Down to the last character, write out the records below.

• Available data:
++++++
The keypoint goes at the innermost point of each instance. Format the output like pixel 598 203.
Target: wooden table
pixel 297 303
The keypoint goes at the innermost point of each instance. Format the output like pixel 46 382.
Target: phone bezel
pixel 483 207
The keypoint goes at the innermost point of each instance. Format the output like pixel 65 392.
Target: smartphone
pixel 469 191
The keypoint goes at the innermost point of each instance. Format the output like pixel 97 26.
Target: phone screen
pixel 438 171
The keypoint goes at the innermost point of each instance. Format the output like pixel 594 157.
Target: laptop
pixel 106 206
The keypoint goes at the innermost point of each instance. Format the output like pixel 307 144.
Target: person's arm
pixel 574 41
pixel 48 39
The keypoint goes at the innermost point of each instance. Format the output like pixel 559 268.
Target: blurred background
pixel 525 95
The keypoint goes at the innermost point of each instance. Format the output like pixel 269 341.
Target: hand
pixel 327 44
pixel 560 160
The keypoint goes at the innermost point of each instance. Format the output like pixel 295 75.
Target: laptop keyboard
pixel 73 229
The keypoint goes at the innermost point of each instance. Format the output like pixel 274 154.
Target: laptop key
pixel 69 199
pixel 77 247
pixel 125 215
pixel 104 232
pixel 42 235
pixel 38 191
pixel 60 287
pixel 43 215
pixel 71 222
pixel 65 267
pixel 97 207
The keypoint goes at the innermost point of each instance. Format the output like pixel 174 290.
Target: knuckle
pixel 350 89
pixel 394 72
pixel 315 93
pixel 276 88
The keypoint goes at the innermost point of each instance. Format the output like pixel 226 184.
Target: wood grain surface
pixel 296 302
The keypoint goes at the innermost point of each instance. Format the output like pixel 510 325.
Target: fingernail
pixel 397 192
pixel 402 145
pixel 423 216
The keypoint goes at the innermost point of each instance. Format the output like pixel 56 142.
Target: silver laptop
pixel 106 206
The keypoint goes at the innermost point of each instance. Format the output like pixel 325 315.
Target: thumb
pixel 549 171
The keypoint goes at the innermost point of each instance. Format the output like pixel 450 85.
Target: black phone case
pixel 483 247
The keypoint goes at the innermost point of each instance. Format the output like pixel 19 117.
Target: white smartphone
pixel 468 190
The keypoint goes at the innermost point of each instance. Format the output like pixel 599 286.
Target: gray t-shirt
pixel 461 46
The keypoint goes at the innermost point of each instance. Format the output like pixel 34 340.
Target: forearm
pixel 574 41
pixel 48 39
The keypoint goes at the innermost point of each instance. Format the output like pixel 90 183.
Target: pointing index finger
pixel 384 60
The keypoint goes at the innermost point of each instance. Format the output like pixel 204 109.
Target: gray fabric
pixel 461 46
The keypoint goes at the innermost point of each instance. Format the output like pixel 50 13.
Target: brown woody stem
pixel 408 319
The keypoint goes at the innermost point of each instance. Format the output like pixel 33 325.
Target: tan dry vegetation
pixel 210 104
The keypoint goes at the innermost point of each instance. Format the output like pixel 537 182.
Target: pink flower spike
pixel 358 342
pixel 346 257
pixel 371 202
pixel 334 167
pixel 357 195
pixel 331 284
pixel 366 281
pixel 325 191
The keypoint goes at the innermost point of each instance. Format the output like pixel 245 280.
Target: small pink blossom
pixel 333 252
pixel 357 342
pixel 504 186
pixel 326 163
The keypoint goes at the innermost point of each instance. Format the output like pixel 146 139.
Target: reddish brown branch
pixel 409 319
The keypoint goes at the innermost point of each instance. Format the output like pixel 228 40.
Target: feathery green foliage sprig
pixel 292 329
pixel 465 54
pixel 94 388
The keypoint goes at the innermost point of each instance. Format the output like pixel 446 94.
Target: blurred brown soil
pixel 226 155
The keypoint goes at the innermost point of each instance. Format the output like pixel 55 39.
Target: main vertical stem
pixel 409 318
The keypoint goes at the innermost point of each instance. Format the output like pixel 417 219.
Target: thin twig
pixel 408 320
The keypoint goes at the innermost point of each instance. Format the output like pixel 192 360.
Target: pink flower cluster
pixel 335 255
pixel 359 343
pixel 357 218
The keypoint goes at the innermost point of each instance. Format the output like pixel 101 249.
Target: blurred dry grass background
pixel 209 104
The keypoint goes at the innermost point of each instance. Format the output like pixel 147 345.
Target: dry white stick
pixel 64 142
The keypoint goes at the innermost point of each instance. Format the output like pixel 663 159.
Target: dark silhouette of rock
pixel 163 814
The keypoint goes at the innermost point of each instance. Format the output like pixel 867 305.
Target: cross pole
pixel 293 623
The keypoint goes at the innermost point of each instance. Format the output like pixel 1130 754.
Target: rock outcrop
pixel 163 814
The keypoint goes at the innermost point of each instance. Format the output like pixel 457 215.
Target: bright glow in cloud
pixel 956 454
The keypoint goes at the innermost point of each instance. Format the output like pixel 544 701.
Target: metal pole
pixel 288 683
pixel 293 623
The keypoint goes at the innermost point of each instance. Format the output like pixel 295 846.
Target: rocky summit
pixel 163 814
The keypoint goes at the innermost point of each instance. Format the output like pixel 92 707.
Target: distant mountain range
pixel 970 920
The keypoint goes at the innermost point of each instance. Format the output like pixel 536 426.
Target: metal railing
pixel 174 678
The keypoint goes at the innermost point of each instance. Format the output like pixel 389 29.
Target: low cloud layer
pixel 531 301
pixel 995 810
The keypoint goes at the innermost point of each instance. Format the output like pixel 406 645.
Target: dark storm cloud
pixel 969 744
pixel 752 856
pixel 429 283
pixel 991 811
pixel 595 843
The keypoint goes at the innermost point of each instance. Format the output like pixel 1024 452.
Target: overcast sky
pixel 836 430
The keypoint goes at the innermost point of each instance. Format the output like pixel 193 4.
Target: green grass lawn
++++++
• Response box:
The keypoint goes at the innermost point of each instance. Format the output like pixel 598 203.
Target: wooden table
pixel 297 303
The keypoint goes at the innermost point of each instance. Format the output like pixel 46 382.
Target: phone bezel
pixel 483 207
The keypoint goes at the innermost point of each instance. Format the output like pixel 65 392.
Target: smartphone
pixel 469 191
The keypoint goes at the innermost point of each instance. Format the output like pixel 97 26.
Target: phone screen
pixel 438 171
The keypoint goes at the innermost point of each instance. Format the output like pixel 594 157.
Target: laptop
pixel 106 206
The keypoint goes at the innermost point of each instance. Format the output like pixel 307 144.
Target: person's arm
pixel 574 41
pixel 48 39
The keypoint goes at the innermost point of each instance. Format the output like pixel 559 268.
Target: blurred background
pixel 525 95
The keypoint goes at the innermost point of each instance. Format the output like pixel 269 341.
Target: hand
pixel 327 44
pixel 560 160
The keypoint goes at the innermost point of each instance. Format the output like pixel 295 75.
Target: laptop keyboard
pixel 73 229
The keypoint goes at the innermost point of each instance. Format the output like pixel 274 154.
Target: laptop key
pixel 69 199
pixel 77 247
pixel 125 215
pixel 104 232
pixel 42 235
pixel 38 191
pixel 60 287
pixel 43 215
pixel 71 222
pixel 65 267
pixel 97 207
The keypoint goes at the innermost point of each instance. Format the output like pixel 174 290.
Target: knuckle
pixel 350 89
pixel 394 72
pixel 315 93
pixel 276 88
The keypoint goes at the innermost point of each instance. Format the output like pixel 226 184.
Target: wood grain surface
pixel 296 302
The keypoint goes at the innermost point of each instance. Format the output like pixel 510 325.
Target: fingernail
pixel 397 192
pixel 402 145
pixel 423 216
The keypoint goes at the innermost point of each instance. Format the output like pixel 56 142.
Target: silver laptop
pixel 106 206
The keypoint goes at the innermost point of each instance. Format the output like pixel 325 315.
Target: thumb
pixel 549 171
The keypoint goes at the innermost point of each instance. Format the output like pixel 450 85.
Target: black phone case
pixel 483 247
The keypoint goes at the innermost point of each instance. Format the output like pixel 19 117.
Target: white smartphone
pixel 468 190
The keypoint goes at the innermost point of each instance. Format the output like pixel 599 286.
Target: gray t-shirt
pixel 461 46
The keypoint goes at the innermost point of each instance. Format the output like pixel 34 340.
Target: forearm
pixel 574 41
pixel 48 39
The keypoint goes at the innermost point of each instance. Format the output like pixel 90 183.
Target: pointing index finger
pixel 384 60
The keypoint goes at the innermost point of each instance. Format the output like pixel 204 109.
Target: gray fabric
pixel 461 46
The keypoint goes at the innermost point of each instance. Format the output like pixel 50 13.
Target: brown woody stem
pixel 408 319
The keypoint goes at the innermost point of each instance. Format the output like pixel 33 325.
Target: tan dry vegetation
pixel 210 104
The keypoint goes at the innermost point of each instance. Format the output like pixel 537 182.
Target: pink flower spike
pixel 358 342
pixel 346 257
pixel 371 202
pixel 334 167
pixel 357 195
pixel 331 284
pixel 366 281
pixel 325 191
The keypoint goes at the innermost point of each instance. Format the output like pixel 245 280.
Target: small pink blossom
pixel 333 252
pixel 357 342
pixel 504 186
pixel 326 163
The keypoint goes at the innermost point of each instance. Format the output like pixel 146 139.
Target: reddish brown branch
pixel 409 319
The keypoint goes at the innermost point of each instance. Format the output like pixel 228 40.
Target: feathery green foliage sprig
pixel 292 329
pixel 465 54
pixel 94 388
The keypoint goes at the innermost point of each instance. Format the output like pixel 446 94.
Target: blurred brown soil
pixel 226 155
The keypoint goes at the innermost point of each instance. Format the output like pixel 55 39.
Target: main vertical stem
pixel 409 318
The keypoint goes at the innermost point of each instance. Format the output like pixel 417 219.
Target: thin twig
pixel 408 320
The keypoint goes at the innermost point of each instance. Format the output like pixel 192 360.
Target: pink flower cluster
pixel 335 255
pixel 359 343
pixel 357 218
The keypoint goes at the innermost point of each instance. Format the output like pixel 101 249.
Target: blurred dry grass background
pixel 209 104
The keypoint goes at the innermost point of each instance. Format the output like pixel 147 345.
Target: dry white stick
pixel 64 142
The keypoint goes at the innermost point of each instance. Format the output like pixel 663 159.
Target: dark silhouette of rock
pixel 163 814
The keypoint goes at the innermost point of each instance. Format the output like pixel 867 305.
Target: cross pole
pixel 293 623
The keypoint goes at the innermost point of each instance. Format the output like pixel 1130 754.
Target: rock outcrop
pixel 163 814
The keypoint goes at the innermost point of each instance. Format the output like pixel 457 215.
Target: bright glow in cloud
pixel 956 454
The keypoint goes at the innermost point of each instance. Format the output like pixel 544 701.
Target: metal pole
pixel 288 683
pixel 293 623
The keypoint goes at the innermost point of each instance. Format the output like pixel 295 846.
Target: rocky summit
pixel 163 814
The keypoint goes at the innermost point of each instance. Format the output like pixel 92 707.
Target: distant mountain range
pixel 970 920
The keypoint goes at the innermost point of each instance. Format the output like pixel 536 426.
Target: metal railing
pixel 174 678
The keypoint goes at the innermost point of each instance. Format the output like pixel 389 29.
Target: low cloud layer
pixel 531 301
pixel 995 810
The keypoint goes at the innermost point of each instance. Format the output like pixel 406 645.
Target: dark storm cloud
pixel 969 744
pixel 752 856
pixel 429 283
pixel 991 811
pixel 595 843
The keypoint goes at the innermost point of each instance. Format the output like pixel 1024 452.
Target: overcast sky
pixel 836 430
The keypoint goes at the innermost point of each instance. Format the output like pixel 193 4.
Target: green grass lawn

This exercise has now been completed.